## ENUNCIATO DEL PROBLEMA
Ricopia senza alcuna modifica la parte del brano sui compagni di banco che comincia con "E' vestito da" e prosegue fino a "parte, del mondo?".

## BRANO DI PARTENZA
--------

Intorno a questo banco ci sono tutte le classi sociali di questa terra di campagna. Il padre di S è un commerciante imprenditore, loro hanno il telefono, dopo quello del bar è l'unico telefono nel raggio di dieci chilometri. S riceve sempre un sacco di telefonate dalla nonna che abita a venti chilometri da lì. E è figlio di un artigiano, lui è l'unico a possedere un pallone di cuoio, strumento essenziale in una terra di venti dove i "
supertele" prendono strani effetti. Io sono figlio di un ragioniere che si barcamena tra lavori fissi e meno fissi, oggi lo chiamerebbero un "precario". G è figlio di un contadino, il padre lavora un pezzo di terra che era del nonno, ma spera di andare a lavorare in una fabbrica aperta da poco, lì vicino. G vive in una casa a un paio di chilometri dal paese, lui come me non ha il telefono, in effetti lui non ha nenche il bagno dentro casa. Noi giochiamo spesso assieme, nella sua aia abbiamo costruito un campo da calcio e nell'unica porta del campo abbiamo messo una vecchia rete di un letto, arrugginita e mezza sfondata, per poterci tuffare a parare i palloni.
Me lo dici tu, allora? Da cosa è vestito?
La domanda mi riporta seduto al mio banco, è rivolta a me. "corsarorosso" simula uno sguardo cattivo, ha messo la mano sull'elsa della sciabola, che ha estratto a metà, in segno di minaccia. "grandecapoindiano" imbraccia l'ascia di gommapiuma, anche lui pronto a sferrare un colpo "fatale".
E' vestito da bandito, perché io faccio lo sceriffo e lui il bandito, e dopo quando la maestra ci porta fuori noi giochiamo a banditi e cauboi, e non ci serve un indiano perché c'è già mio fratello e neanche i corsari perchè i corsari stanno da un'altra parte del mondo dove non si sono nè cauboi nè indiani. E adesso ditemi come farete a giocare insieme voi oggi, visto che gli indiani stanno da una parte e i corsari dall'altra parte, del mondo?

--------

## DATI REGISTRATI
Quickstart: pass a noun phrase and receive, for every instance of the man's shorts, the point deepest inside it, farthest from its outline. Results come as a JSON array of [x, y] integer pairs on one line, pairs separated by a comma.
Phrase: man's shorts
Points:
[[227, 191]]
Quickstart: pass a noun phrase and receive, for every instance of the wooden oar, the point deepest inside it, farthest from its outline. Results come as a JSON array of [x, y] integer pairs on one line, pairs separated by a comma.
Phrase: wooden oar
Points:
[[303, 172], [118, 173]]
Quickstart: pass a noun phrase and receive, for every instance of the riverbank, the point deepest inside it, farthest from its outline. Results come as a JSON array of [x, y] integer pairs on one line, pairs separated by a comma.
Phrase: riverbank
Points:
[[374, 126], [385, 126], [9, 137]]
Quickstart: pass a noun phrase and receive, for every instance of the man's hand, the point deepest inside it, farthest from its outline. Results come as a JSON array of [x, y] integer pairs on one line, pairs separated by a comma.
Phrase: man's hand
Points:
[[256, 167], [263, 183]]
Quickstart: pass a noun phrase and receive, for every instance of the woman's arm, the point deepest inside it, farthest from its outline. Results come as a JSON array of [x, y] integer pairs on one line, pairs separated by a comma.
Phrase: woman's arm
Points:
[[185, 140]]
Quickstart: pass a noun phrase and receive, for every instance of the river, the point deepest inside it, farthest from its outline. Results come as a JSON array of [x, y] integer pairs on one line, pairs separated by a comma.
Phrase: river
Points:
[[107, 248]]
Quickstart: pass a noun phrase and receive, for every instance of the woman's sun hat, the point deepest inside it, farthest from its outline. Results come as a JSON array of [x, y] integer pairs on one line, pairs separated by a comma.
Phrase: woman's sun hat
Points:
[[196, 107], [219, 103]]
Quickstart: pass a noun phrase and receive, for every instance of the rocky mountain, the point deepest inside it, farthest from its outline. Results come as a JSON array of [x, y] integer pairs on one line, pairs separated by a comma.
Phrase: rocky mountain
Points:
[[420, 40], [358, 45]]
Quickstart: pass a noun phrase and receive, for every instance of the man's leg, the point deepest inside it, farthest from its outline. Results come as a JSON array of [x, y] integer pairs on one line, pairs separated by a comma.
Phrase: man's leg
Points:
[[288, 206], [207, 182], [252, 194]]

--------

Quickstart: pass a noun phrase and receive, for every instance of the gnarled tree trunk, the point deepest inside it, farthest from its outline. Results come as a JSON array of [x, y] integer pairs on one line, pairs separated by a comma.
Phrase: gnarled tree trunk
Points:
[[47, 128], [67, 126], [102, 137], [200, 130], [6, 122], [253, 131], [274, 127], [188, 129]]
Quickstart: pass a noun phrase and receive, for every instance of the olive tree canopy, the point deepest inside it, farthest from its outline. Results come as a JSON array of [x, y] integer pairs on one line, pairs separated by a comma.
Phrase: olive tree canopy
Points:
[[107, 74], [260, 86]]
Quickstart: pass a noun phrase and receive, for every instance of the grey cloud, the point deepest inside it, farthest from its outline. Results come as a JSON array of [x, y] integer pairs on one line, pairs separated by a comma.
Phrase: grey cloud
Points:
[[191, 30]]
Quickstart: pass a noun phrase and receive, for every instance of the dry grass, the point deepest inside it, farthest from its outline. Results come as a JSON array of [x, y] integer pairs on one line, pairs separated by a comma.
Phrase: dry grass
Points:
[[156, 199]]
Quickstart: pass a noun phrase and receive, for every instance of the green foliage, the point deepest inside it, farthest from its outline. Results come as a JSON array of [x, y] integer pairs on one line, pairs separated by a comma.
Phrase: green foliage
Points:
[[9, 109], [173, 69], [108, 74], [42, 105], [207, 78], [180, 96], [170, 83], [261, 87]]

--------

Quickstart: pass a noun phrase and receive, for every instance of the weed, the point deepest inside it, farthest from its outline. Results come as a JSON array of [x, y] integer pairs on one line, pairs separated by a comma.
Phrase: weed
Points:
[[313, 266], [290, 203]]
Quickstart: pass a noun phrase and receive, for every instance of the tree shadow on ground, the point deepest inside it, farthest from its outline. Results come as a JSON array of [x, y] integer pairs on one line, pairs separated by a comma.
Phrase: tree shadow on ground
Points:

--------

## SOLUZIONE DELL'ESERCIZIO
E' vestito da bandito, perché io faccio lo sceriffo e lui il bandito, e dopo quando la maestra ci porta fuori noi giochiamo a banditi e cauboi, e non ci serve un indiano perché c'è già mio fratello e neanche i corsari perchè i corsari stanno da un'altra parte del mondo dove non si sono nè cauboi nè indiani. E adesso ditemi come farete a giocare insieme voi oggi, visto che gli indiani stanno da una parte e i corsari dall'altra parte, del mondo?